:: WHAT THE TASK ASKS ::
Scan the entries below. Return every line that includes "wooden".

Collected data
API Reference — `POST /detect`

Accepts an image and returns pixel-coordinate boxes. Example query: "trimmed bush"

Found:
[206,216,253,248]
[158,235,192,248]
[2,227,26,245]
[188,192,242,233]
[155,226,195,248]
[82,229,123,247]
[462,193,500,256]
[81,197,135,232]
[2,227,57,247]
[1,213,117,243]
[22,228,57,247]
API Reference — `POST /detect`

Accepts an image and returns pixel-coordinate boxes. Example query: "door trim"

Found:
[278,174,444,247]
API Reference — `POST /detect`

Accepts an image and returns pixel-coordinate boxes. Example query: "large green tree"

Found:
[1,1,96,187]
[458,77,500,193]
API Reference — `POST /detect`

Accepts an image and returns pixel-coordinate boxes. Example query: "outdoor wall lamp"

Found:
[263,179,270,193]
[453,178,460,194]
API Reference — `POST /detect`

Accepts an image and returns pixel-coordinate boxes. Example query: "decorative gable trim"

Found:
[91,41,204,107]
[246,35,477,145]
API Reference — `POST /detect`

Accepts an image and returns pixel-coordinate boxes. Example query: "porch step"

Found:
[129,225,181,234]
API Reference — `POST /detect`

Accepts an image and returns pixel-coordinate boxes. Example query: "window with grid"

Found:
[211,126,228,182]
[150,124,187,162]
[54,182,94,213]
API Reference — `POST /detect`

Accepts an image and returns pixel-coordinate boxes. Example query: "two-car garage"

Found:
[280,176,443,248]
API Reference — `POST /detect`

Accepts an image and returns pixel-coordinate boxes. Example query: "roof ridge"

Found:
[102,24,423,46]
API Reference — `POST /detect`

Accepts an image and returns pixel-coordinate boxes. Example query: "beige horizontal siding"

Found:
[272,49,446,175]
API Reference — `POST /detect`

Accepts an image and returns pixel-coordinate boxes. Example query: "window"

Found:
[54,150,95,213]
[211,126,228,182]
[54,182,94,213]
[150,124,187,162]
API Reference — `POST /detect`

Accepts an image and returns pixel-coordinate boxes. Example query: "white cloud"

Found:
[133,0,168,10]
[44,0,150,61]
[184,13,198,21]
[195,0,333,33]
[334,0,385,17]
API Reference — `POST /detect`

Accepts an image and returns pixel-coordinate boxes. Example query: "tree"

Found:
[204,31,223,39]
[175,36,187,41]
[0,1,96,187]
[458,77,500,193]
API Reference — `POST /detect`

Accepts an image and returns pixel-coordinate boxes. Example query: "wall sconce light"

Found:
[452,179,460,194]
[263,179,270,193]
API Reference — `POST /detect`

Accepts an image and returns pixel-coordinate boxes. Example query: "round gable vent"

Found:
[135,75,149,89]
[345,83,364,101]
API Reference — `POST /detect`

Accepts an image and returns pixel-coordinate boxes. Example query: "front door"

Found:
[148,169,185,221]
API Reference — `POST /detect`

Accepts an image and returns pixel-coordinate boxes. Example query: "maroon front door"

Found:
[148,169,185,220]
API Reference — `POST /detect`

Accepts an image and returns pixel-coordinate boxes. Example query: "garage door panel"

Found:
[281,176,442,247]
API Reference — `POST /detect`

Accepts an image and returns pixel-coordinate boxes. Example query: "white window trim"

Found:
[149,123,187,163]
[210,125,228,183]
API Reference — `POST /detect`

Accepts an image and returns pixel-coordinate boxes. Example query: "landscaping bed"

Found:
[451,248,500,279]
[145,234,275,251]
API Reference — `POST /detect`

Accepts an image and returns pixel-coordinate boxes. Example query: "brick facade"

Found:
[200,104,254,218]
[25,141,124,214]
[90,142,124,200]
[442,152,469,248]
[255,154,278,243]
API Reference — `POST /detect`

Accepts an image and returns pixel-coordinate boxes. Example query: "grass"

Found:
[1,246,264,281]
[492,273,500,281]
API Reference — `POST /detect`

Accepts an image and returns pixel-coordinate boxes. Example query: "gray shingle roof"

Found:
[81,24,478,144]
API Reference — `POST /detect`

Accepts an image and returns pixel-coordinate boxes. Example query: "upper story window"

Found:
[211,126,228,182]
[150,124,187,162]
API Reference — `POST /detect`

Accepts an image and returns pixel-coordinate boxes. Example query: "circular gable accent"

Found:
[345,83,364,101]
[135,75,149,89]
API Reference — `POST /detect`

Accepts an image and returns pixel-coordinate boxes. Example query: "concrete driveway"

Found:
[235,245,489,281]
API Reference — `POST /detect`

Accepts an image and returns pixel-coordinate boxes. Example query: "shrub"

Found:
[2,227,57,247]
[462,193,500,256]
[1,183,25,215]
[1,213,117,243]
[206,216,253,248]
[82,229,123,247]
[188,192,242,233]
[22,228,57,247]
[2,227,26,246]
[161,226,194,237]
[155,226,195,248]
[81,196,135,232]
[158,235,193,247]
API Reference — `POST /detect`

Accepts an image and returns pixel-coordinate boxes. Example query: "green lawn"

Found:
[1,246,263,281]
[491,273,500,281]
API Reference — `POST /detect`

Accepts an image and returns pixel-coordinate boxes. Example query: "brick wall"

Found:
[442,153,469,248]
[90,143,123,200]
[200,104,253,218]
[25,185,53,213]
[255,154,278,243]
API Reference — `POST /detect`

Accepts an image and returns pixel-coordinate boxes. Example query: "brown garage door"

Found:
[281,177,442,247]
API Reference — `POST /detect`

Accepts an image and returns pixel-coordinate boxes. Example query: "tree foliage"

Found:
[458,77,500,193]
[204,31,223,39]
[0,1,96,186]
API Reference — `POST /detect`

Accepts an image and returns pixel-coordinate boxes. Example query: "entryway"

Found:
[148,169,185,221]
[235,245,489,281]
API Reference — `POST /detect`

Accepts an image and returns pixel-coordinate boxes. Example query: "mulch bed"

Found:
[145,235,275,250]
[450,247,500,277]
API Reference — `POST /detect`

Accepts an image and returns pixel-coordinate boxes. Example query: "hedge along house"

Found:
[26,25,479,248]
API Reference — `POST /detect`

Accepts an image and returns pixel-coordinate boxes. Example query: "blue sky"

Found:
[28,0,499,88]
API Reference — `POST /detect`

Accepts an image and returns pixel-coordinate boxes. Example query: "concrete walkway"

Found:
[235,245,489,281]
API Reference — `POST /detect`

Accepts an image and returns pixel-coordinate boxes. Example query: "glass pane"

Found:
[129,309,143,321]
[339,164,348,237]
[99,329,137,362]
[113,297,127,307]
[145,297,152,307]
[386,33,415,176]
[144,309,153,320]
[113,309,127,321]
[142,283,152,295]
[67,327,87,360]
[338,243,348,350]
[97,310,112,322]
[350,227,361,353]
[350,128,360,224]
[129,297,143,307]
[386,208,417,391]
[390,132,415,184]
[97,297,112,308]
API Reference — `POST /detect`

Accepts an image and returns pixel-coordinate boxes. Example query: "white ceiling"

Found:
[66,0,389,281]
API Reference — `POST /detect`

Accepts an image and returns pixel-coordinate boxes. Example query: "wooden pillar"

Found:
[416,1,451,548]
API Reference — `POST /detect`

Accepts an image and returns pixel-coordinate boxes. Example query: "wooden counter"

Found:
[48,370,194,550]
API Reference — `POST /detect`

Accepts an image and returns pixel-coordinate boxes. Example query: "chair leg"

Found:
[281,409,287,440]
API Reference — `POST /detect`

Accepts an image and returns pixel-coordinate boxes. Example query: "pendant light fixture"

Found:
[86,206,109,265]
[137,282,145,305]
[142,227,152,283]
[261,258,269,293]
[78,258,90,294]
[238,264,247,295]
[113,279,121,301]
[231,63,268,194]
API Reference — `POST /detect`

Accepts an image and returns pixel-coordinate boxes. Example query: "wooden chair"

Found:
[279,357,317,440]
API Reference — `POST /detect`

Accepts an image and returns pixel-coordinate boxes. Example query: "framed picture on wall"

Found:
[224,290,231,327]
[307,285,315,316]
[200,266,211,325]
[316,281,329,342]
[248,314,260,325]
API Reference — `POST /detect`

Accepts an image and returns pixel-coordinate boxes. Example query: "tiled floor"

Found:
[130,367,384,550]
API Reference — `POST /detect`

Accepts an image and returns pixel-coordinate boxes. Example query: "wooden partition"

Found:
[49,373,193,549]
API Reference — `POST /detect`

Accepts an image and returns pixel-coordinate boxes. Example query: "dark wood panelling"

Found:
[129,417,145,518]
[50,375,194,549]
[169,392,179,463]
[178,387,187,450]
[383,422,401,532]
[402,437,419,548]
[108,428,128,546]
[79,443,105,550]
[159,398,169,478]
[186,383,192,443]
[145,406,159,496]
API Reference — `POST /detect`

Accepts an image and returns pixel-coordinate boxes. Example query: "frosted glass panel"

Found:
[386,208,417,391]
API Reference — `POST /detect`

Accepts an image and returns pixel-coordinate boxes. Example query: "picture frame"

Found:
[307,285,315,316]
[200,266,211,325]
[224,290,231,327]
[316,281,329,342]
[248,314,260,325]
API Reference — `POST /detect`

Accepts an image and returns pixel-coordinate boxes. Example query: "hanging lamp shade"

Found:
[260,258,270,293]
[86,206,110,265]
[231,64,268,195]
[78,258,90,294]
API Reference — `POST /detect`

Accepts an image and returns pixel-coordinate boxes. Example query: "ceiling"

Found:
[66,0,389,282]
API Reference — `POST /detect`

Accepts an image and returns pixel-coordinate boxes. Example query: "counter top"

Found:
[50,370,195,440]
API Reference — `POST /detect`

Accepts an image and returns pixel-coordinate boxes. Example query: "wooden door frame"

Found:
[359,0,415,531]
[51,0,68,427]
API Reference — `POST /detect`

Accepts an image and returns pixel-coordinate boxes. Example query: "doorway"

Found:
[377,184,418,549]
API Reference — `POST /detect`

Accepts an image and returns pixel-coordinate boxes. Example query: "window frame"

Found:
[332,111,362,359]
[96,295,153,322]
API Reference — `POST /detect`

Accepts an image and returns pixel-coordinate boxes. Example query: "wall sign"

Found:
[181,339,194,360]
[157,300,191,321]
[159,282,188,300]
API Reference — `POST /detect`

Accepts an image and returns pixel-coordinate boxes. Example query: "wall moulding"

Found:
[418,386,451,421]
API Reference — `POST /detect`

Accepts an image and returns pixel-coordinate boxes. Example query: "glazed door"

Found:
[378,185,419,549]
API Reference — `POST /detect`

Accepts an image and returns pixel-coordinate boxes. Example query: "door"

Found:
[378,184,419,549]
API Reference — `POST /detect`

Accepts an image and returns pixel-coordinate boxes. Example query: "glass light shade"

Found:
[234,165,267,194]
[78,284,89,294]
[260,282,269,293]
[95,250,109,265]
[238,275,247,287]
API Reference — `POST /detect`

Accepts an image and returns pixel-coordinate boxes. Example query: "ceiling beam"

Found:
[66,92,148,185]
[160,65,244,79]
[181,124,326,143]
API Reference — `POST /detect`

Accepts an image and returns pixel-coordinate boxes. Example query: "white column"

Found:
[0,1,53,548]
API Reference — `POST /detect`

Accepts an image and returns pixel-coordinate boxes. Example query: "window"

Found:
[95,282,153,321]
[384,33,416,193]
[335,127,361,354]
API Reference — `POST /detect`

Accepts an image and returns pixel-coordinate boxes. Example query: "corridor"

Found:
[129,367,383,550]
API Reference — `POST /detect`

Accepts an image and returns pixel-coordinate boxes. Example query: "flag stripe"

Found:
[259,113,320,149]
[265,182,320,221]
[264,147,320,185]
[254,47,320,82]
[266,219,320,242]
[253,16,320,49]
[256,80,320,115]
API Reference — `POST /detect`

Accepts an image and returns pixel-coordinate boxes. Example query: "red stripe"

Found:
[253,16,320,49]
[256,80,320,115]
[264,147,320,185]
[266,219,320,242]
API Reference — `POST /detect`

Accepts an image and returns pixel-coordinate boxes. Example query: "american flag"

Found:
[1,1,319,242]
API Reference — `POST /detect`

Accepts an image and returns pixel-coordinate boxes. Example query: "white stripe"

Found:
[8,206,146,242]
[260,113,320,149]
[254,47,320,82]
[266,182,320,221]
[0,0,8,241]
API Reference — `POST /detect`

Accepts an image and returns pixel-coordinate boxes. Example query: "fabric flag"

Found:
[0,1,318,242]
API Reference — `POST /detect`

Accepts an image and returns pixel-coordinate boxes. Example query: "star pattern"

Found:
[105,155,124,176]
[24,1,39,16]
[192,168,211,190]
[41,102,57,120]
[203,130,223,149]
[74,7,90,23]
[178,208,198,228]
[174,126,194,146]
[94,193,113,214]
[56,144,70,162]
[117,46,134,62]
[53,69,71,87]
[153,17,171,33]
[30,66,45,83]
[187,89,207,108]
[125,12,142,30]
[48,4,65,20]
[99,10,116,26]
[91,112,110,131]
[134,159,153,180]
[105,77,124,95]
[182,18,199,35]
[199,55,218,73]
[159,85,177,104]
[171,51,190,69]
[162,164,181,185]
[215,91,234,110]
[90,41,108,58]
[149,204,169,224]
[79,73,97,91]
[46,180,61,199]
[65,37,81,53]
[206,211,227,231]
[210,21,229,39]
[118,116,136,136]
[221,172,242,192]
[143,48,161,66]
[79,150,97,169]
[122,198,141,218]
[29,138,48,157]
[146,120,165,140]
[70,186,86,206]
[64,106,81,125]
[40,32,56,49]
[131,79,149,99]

:: RESPONSE TO THIS EXERCISE ::
Accepts an image and returns pixel-coordinate boxes. Example query: "wooden pillar"
Accepts an image and returns pixel-coordinate boxes. Example query: "wooden counter"
Accepts an image and returns pixel-coordinate boxes. Example query: "wooden chair"
Accepts an image and returns pixel-coordinate boxes. Example query: "wooden partition"
Accepts an image and returns pixel-coordinate boxes. Example query: "wooden door frame"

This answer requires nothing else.